Dieses Verhalten ist reproduzierbar.

Fazit
  Es fällt schwer die Seidon 120V.v2 zu beurteilen.
Einerseits sind die einfache Montage und die gute Verarbeitung.
Auch der leise Lüfter und die (heruntergeregelt) leise Pumpe wissen zu überzeugen.
Gegenüber einem Luftkühler bleiben nur die Optik (nicht jeder mag einen großen Klotz vom Window  ) und die niedrigere Belastung für die CPU ein Vorteil (was bei Skylake ja kein Nachteil ist)
  Allerdings überwiegt die schlechte Kühlleistung und deshalb gibt es leider nur 2 von 5 Sternen.



			Dieser Inhalt steht nur eingeloggten Mitgliedern zur Verfügung.
        



Vielen Dank für's Lesen 
Lob und Kritik sind erwünscht 
*the_leon*


Hyper TX3i auf der CM Homepage: http://eu.coolermaster.com/de/cooling/cpu-liquid-cooler/seidon-120v2/
Hyper TX3i im Preisvergleich: Cooler Master Seidon 120V V2 (RL-S12V-24PK-R2)


----------



## the_leon (9. Juni 2016)

Review is online


----------



## BlackAcetal (10. Juni 2016)

Super! 

Find ich gut gemacht. Auch toll, dass du diesmal erklärst, wie man zur Kerntemperatur kommt mit dem ganzen Kelvin Gedöhns 
Sehr schön auch, dass du das Produkt beschreibst sprich die Verarbeitung beurteilst.

##########

● Ziel 1
Beantworten Sie anhand des zitierten Textes diese Fragen:
(a) Wie viele Sterne vergibt das Fazit?
(b) An welchem Datum schrieb BlackAcetal seinen Beitrag?
(c) Was erklärt der Verfasser laut BlackAcetal diesmal?
● Ziel 2
Übersetzen Sie aus dem zitierten Text den Satz „Auch der leise Lüfter und die (heruntergeregelt) leise Pumpe wissen zu überzeugen.“ ins Englische.
● Ziel 3
Schreiben Sie aus dem zitierten Text alles von „Auch der leise“ bis hinunter zu „Mitgliedern zur Verfügung.“ wortgetreu ab.
Für die Bearbeitung ist allein der zitierte Text heranzuziehen.

● Auflistung
##########

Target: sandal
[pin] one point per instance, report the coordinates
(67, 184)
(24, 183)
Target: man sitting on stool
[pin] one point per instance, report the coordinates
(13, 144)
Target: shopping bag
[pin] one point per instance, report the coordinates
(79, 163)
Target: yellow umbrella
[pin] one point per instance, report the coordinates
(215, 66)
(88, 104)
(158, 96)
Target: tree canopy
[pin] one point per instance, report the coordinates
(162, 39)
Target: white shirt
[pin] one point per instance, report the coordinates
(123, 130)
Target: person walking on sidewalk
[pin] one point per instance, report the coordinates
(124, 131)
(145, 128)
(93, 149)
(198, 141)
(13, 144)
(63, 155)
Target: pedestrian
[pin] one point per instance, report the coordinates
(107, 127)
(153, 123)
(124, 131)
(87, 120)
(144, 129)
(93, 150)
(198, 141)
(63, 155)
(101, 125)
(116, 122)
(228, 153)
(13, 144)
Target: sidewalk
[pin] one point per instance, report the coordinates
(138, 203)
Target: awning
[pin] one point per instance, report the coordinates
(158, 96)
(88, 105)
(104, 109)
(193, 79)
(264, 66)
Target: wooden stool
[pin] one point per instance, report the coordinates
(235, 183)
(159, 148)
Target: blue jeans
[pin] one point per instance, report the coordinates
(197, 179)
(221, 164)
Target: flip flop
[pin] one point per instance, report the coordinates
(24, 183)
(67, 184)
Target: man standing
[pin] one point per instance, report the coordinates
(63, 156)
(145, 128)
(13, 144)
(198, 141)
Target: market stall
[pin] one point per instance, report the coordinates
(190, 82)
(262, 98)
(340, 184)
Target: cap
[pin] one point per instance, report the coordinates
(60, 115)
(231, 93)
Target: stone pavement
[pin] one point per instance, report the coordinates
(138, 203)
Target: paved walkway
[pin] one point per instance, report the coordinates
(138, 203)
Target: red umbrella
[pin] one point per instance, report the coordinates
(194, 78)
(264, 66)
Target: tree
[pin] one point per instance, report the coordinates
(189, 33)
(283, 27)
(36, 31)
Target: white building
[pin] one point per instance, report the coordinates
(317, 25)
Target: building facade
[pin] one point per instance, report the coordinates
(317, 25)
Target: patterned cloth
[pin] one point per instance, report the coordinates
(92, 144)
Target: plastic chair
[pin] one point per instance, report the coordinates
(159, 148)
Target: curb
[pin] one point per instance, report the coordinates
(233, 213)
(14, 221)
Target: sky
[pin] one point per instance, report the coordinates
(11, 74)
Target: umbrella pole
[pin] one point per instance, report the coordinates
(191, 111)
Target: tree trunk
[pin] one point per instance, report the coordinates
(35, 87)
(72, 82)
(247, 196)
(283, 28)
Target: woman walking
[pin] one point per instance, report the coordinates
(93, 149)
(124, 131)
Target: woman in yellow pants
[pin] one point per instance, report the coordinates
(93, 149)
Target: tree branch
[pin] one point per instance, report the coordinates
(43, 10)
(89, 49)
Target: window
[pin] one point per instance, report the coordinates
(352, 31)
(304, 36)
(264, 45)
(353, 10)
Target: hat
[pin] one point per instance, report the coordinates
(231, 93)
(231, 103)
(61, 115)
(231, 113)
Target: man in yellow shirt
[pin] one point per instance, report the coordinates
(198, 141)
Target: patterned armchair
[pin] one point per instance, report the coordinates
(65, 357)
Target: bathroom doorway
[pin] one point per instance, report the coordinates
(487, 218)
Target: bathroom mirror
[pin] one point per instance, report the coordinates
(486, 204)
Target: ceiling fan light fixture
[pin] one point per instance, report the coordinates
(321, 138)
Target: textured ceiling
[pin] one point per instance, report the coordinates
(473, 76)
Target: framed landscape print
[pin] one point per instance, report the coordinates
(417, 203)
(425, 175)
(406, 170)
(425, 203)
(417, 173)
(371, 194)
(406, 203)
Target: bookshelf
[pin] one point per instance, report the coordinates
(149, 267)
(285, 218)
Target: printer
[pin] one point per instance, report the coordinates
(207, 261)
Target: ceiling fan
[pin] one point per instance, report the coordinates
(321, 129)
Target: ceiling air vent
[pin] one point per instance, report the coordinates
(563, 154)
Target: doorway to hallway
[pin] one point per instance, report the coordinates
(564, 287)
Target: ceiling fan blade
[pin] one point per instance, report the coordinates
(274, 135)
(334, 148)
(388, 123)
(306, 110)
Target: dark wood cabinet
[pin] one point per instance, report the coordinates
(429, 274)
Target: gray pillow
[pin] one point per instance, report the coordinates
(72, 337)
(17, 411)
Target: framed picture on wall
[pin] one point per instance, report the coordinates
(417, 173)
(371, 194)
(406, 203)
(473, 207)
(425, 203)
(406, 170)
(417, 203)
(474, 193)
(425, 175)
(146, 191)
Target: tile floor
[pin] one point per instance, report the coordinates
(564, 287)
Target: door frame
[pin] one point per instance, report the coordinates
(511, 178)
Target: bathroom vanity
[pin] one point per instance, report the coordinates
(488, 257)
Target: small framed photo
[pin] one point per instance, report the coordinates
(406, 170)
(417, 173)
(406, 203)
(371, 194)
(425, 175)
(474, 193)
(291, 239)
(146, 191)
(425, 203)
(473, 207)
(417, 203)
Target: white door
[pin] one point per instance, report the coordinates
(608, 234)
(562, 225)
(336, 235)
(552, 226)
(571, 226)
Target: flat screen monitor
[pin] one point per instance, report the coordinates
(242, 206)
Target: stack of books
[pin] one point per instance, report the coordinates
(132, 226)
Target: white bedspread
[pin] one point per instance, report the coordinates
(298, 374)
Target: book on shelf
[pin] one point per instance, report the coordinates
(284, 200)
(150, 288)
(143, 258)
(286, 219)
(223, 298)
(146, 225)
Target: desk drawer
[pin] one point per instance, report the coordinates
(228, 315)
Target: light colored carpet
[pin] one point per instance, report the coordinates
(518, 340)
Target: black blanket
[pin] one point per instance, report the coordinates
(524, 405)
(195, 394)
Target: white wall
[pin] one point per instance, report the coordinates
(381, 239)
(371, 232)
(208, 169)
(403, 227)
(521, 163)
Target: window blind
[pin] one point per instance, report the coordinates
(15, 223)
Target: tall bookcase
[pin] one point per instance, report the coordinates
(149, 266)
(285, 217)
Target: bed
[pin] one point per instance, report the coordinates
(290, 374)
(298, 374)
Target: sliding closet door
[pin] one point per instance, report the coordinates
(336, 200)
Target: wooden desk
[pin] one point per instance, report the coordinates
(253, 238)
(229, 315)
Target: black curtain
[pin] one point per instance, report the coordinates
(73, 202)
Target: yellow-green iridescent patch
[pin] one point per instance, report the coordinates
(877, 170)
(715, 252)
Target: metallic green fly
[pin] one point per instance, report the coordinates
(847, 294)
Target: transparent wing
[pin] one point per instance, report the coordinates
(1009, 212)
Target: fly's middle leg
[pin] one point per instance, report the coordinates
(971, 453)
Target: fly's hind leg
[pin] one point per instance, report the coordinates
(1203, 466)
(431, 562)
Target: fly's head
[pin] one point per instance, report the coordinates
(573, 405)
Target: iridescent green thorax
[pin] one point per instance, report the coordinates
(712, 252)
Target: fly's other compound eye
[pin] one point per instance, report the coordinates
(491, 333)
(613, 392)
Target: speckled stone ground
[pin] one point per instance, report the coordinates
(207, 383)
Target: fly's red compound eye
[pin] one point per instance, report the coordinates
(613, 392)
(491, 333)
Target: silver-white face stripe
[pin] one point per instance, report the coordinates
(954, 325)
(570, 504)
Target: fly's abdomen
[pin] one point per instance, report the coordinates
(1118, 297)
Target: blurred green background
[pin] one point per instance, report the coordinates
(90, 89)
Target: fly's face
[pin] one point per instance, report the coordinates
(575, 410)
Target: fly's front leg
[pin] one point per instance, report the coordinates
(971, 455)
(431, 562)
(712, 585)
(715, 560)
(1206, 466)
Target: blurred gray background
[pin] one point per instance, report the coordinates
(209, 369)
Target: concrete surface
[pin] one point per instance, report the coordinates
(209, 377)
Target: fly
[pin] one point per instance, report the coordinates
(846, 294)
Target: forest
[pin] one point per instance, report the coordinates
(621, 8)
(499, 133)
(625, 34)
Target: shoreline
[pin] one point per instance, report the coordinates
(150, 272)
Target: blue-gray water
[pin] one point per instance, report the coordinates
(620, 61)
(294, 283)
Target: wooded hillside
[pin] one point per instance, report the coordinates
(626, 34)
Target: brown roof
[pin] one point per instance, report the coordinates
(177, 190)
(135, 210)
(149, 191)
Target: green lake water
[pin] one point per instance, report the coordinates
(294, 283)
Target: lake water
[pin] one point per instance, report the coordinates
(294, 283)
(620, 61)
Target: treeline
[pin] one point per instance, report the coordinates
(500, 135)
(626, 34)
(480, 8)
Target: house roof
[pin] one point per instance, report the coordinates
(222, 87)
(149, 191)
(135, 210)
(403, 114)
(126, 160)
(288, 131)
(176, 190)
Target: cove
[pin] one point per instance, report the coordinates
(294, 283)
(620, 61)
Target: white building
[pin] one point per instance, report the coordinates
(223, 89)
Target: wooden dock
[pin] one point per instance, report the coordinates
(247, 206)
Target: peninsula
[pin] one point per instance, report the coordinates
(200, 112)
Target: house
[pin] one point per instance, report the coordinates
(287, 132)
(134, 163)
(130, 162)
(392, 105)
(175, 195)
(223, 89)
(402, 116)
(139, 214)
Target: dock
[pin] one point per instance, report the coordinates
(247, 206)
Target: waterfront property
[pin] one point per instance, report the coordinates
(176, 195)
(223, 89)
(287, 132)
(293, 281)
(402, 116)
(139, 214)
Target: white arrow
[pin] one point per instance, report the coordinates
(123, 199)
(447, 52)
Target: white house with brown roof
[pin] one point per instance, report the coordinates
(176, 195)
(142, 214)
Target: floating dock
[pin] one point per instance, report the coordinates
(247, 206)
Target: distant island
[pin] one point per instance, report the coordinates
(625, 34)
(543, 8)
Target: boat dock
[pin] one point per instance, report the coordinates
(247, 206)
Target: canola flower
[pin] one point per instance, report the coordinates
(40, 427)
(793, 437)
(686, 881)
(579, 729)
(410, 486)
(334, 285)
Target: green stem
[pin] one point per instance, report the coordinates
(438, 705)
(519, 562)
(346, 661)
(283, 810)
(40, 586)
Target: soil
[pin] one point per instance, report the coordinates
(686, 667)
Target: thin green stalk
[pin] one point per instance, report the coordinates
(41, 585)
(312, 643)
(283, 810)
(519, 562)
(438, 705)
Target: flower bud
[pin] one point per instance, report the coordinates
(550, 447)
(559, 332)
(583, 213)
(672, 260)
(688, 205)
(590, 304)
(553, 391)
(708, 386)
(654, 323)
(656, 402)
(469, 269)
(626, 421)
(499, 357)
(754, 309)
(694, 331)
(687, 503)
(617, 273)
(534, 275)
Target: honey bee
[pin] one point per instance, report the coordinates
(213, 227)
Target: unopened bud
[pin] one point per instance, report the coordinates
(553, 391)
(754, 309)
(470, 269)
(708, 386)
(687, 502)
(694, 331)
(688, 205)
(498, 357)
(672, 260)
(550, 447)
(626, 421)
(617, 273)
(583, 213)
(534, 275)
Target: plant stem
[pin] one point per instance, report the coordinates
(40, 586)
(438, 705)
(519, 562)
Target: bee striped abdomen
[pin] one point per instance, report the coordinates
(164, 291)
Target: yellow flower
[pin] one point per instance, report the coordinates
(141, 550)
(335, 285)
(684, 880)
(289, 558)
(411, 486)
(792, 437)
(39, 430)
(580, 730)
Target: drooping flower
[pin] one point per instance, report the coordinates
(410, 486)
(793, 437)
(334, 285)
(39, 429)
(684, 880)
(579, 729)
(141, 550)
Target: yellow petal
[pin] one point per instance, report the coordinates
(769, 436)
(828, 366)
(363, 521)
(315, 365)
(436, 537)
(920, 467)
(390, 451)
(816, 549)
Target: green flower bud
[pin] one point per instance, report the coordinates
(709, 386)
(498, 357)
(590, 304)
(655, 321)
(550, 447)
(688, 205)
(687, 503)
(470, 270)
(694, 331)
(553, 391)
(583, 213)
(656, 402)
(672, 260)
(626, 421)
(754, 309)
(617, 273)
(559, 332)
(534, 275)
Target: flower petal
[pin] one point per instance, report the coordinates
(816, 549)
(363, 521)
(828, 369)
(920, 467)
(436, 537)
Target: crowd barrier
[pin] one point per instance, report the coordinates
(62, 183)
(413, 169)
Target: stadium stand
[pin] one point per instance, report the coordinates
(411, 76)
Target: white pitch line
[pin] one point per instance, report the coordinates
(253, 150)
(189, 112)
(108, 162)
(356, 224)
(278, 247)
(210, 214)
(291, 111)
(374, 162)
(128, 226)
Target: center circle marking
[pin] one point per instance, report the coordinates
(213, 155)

##########

● Ergebnis 1
(a) 2 von 5 Sternen.
(b) Am 10. Juni 2016.
(c) Wie man zur Kerntemperatur kommt.

● Ergebnis 2
The quiet fan and the (turned down) quiet pump are also convincing.

● Ergebnis 3
Auch der leise Lüfter und die (heruntergeregelt) leise Pumpe wissen zu überzeugen.
Gegenüber einem Luftkühler bleiben nur die Optik (nicht jeder mag einen großen Klotz vom Window  ) und die niedrigere Belastung für die CPU ein Vorteil (was bei Skylake ja kein Nachteil ist)
  Allerdings überwiegt die schlechte Kühlleistung und deshalb gibt es leider nur 2 von 5 Sternen.



			Dieser Inhalt steht nur eingeloggten Mitgliedern zur Verfügung.